What is asked:
1 > List every household task that the passage on estimating lost household services names as an example.
2 > Extend the passage on estimating lost household services, picking up after its final line.

Excerpted text:
• • • • • • •

When a plaintiff cannot perform a task, the cost of a purchased service does not require the same number of hours the injured party spent. If the injured party spent five hours per week cleaning, a professional cleaning service may take much less time to complete the same task.  This is especially true for retired persons, where The Dollar Value of a Day may reflect large time expenditures for simple tasks such as routine lawn care. Questions about the task performed and how frequently it was performed generate much better estimates of replacement costs than questions about how many hours the plaintiff recalls spending on the task. For retired individuals, some household services, such as gardening, may become hobbies more than household services. For these reasons, RPC does not rely on time estimates for retired persons from The Dollar Value of a Day. Instead, RPC assumes a continuation of the time spent on activities before retirement unless there is a reliable reason to assume otherwise.

A few questions about the injured person’s post-event condition are the most useful in accurately calculating lost household services if longer, detailed questioning is impossible. These key questions are:

  • What activity restrictions has a physician given the injured person?

• • • • • • •

Entries shown:
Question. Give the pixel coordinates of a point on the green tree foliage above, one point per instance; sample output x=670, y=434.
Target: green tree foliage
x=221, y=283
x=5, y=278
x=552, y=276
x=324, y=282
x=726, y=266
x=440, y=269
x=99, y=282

• • • • • • •

Answers in order:
1 >
- cleaning
- routine lawn care
- gardening

2 >
  • Is the plaintiff able to drive?
  • Is the plaintiff able to supervise children (if applicable)?
  • Does the plaintiff require supervision around dangerous objects, like a stove?

Summary

Often, loss of household services can be a significant element of damages. Getting as much information as possible from the plaintiff will allow for more accurate calculations, and a stronger argument for the loss actually incurred. The RPC Questionnaire on lost household services can assist plaintiff and defense attorneys to gather the necessary facts.

[1] Expectancy Data, The Dollar Value of a Day: 2017 Dollar Valuation. Shawnee Mission, Kansas, 2018.

[2] Bureau of Labor Statistics, American Time Use Survey, available from www.bls.gov/tus

[3] Bureau of Labor Statistics, Occupational Employment Statistics, available from www.bls.gov/oes

[4] Expectancy Data, p. 5-6.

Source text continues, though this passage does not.